◆ INSTRUCTIONS FOR THE TASK: Can you copy out, word for word, the stretch of the items below from the line containing "Goal: detect all instances of mouth" through the line containing "(198, 364), (314, 385)"?

Excerpts of labeled region data
— begin —

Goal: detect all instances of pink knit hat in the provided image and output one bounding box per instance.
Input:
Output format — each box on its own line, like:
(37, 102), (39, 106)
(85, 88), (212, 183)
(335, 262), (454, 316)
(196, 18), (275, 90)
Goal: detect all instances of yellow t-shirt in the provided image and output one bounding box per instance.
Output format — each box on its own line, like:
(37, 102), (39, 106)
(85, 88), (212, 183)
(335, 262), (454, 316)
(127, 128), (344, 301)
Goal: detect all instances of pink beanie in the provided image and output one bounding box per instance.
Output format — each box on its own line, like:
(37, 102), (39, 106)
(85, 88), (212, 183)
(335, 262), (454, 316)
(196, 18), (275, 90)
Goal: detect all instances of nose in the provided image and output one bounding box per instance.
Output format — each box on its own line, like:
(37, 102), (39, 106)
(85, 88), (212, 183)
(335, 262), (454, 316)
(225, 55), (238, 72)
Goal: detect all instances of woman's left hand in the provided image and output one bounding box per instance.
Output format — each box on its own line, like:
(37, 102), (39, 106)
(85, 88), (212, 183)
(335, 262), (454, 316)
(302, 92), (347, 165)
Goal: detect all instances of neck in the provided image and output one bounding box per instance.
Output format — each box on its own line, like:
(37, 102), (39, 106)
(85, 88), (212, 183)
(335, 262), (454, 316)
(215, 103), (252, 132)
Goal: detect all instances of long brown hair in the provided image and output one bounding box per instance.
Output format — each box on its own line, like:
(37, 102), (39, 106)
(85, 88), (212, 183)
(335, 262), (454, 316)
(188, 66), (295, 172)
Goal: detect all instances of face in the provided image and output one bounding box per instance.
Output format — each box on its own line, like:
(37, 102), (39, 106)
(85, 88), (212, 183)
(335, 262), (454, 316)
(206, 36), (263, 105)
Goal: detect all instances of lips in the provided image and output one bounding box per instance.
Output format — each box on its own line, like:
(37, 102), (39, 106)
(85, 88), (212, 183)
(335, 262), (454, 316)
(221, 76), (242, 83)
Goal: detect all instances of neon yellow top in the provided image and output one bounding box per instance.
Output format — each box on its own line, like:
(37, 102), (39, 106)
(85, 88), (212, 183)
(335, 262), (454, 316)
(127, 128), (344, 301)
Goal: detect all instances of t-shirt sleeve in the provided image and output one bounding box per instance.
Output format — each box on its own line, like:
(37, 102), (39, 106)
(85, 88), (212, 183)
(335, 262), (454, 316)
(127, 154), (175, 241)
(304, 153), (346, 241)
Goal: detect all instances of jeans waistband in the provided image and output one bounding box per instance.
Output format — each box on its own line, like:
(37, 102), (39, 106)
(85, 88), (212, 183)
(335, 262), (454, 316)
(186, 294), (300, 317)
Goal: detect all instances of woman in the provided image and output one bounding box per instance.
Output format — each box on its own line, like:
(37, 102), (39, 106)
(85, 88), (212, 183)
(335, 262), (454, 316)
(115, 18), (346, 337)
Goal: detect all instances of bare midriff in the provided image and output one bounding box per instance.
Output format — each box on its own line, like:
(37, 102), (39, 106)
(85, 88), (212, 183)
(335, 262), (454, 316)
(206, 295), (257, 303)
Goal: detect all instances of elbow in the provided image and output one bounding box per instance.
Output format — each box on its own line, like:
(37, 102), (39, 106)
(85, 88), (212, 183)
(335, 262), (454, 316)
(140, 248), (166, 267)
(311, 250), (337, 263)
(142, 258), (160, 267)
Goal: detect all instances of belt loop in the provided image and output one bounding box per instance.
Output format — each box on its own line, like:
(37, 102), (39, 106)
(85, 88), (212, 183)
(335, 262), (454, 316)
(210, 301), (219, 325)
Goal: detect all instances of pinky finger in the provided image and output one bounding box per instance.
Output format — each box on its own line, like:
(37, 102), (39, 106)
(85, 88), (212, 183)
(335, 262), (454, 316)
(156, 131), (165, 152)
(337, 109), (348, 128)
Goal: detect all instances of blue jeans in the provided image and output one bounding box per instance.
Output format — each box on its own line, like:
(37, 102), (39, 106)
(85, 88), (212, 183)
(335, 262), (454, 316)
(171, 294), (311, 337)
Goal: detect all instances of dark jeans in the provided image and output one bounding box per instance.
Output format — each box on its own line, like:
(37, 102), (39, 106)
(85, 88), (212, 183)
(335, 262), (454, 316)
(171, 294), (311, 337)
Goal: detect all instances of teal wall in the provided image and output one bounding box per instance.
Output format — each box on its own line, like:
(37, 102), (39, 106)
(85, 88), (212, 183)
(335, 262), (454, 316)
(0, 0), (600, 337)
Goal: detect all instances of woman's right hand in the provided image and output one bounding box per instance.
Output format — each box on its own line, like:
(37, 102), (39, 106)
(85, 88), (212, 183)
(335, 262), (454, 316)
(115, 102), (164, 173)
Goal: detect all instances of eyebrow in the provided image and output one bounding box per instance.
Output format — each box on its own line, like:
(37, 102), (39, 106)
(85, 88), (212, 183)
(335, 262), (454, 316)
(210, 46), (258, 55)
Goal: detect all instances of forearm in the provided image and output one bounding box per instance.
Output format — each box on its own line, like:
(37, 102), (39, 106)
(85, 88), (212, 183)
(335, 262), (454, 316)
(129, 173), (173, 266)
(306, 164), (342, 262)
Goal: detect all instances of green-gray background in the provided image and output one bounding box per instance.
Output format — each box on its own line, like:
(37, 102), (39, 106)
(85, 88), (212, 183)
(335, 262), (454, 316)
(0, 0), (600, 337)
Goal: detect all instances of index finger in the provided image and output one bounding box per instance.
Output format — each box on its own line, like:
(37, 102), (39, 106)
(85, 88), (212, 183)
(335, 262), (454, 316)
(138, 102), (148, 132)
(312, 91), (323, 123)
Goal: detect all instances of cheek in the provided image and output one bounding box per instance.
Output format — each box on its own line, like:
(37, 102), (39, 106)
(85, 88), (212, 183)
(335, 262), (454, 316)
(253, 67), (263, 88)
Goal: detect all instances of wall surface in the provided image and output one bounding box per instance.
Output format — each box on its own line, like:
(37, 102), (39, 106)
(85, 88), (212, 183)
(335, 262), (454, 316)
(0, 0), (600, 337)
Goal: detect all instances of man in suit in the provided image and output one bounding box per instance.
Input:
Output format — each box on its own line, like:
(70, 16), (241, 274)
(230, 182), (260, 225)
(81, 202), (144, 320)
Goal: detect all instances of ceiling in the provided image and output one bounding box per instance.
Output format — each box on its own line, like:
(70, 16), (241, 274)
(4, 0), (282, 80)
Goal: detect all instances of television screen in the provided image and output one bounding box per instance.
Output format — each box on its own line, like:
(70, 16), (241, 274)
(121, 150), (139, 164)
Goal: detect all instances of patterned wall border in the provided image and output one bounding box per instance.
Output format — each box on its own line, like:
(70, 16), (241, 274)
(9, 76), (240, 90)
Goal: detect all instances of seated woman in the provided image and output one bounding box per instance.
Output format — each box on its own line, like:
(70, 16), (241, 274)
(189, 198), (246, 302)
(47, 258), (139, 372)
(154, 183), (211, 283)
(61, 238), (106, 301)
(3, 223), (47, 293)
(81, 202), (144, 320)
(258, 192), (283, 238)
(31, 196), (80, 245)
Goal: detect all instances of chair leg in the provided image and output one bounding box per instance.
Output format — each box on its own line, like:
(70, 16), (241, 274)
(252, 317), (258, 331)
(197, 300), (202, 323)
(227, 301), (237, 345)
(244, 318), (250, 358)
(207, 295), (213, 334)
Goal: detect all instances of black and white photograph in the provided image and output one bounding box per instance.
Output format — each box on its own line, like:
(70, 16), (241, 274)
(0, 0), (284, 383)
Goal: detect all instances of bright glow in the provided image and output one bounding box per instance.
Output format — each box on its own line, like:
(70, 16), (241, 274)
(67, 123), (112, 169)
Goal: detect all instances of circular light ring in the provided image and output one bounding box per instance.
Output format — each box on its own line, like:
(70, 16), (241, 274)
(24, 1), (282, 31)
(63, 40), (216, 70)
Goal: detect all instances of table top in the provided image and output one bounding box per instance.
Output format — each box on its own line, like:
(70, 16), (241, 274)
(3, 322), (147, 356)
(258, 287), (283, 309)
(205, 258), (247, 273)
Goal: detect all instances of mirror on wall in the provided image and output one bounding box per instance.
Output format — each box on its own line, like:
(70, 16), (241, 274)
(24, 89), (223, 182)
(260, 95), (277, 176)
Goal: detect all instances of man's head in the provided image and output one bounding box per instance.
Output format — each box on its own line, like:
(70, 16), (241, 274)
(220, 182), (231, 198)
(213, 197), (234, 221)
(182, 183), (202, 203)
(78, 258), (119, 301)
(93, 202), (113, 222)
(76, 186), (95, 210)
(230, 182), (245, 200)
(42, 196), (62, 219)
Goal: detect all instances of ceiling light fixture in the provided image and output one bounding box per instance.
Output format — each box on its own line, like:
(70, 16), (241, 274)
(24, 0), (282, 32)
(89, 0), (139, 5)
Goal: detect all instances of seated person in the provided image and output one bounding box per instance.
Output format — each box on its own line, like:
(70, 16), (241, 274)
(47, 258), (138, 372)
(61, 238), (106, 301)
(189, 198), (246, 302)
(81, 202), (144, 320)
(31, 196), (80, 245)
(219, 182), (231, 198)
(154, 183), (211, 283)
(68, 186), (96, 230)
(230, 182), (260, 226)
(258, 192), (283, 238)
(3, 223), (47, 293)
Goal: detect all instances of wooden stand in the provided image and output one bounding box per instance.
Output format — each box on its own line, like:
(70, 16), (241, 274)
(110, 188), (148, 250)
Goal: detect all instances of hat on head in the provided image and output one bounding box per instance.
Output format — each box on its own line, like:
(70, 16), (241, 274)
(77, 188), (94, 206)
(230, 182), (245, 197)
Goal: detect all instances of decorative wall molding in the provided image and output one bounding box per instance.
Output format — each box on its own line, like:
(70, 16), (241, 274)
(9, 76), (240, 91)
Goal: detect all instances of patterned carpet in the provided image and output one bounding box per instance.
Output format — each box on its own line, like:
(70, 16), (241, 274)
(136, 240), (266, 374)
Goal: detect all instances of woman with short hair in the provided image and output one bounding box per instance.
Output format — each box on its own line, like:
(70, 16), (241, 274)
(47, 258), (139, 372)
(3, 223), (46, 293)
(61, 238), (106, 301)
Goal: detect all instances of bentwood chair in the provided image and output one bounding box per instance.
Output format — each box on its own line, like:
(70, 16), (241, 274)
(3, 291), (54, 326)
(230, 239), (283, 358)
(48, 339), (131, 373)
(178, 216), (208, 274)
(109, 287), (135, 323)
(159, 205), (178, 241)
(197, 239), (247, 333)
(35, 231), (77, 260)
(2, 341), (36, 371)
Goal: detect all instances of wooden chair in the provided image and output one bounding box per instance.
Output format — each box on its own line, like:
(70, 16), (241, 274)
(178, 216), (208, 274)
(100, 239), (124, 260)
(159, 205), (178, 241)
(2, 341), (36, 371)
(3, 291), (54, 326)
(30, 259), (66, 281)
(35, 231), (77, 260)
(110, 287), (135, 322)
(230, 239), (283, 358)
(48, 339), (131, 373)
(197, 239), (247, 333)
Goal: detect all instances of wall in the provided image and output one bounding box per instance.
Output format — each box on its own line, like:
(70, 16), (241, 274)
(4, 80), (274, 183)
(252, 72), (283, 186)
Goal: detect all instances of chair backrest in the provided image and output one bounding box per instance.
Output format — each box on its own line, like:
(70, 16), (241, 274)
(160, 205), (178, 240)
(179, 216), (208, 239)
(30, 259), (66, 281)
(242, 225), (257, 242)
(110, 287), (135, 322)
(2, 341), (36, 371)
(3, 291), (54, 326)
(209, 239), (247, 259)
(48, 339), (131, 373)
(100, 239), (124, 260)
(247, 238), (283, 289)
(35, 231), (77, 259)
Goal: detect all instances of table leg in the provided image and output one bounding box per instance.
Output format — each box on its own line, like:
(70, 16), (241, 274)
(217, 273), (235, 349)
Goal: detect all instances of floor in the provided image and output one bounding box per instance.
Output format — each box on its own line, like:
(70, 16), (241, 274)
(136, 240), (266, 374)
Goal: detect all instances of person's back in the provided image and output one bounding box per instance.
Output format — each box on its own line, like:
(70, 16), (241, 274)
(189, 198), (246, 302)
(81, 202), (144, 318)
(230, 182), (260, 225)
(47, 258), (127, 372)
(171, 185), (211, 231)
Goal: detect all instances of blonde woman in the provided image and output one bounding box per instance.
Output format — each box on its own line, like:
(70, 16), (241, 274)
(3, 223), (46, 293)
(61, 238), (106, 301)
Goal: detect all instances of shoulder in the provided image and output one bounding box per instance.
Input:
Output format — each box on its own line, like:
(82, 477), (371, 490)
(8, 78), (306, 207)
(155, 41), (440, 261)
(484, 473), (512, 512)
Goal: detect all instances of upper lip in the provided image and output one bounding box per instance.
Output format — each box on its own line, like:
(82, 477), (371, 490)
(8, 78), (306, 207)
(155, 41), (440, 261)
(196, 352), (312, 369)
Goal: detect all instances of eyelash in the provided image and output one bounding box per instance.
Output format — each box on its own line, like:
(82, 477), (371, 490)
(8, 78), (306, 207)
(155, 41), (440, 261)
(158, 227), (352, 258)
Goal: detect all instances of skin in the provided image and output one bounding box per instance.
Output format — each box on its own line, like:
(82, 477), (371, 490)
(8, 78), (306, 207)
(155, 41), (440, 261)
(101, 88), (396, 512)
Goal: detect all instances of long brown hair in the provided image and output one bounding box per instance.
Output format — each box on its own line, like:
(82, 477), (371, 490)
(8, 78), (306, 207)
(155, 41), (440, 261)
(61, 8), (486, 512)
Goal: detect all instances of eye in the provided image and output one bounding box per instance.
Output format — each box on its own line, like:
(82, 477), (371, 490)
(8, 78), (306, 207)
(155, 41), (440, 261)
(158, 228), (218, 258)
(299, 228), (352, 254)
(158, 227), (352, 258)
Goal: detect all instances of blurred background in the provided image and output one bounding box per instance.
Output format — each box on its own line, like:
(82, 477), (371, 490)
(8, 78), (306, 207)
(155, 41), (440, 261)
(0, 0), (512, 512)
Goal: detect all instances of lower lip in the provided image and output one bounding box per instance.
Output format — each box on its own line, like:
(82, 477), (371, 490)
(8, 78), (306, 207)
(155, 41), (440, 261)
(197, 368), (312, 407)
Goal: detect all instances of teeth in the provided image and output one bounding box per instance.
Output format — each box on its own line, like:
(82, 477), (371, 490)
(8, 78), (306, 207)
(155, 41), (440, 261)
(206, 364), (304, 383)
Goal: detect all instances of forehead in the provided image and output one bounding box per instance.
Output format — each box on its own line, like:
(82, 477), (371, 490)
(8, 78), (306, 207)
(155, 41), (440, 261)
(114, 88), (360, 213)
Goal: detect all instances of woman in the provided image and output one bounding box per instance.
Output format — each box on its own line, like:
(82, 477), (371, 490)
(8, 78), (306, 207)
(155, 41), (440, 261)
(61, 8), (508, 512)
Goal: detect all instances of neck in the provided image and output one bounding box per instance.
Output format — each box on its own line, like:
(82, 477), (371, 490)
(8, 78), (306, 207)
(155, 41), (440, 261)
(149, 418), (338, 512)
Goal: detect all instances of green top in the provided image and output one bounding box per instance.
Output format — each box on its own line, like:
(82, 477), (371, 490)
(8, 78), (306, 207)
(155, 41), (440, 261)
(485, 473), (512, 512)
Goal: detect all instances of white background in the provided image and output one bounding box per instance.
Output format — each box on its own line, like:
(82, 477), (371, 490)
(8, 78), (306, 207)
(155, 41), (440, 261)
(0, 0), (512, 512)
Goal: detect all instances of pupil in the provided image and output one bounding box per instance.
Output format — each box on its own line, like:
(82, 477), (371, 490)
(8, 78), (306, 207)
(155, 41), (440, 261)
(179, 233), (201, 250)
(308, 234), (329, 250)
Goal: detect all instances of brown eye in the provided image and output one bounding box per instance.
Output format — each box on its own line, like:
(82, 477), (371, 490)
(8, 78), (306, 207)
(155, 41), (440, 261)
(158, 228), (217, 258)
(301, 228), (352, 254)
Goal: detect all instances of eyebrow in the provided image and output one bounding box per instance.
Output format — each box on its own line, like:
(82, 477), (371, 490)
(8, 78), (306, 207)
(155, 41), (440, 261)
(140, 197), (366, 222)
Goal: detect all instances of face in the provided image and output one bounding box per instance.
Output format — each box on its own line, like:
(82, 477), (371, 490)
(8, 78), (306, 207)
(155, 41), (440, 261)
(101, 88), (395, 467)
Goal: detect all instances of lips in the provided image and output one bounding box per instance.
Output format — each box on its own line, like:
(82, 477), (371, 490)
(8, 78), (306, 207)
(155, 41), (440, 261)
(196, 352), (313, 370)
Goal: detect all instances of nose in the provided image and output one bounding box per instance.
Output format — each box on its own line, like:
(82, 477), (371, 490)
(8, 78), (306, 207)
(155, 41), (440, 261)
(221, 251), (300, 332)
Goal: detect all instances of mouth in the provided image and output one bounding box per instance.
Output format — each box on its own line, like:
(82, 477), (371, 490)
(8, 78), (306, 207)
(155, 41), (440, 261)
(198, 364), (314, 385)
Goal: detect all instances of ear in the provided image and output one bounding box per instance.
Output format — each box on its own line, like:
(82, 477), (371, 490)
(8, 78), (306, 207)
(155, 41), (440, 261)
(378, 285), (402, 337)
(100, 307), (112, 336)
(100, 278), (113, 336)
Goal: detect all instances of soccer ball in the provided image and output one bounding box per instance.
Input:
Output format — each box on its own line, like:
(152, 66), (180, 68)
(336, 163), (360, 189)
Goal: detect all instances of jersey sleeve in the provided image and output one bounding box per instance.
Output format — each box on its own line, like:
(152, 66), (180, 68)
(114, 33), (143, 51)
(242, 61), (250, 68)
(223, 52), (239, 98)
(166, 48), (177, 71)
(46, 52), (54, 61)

— end —

◆ FULL ANSWER:
Goal: detect all instances of mouth in the provided image and output one bounding box per instance.
Output format — each box on its own line, like:
(82, 477), (371, 490)
(8, 78), (306, 207)
(155, 41), (440, 261)
(198, 364), (314, 385)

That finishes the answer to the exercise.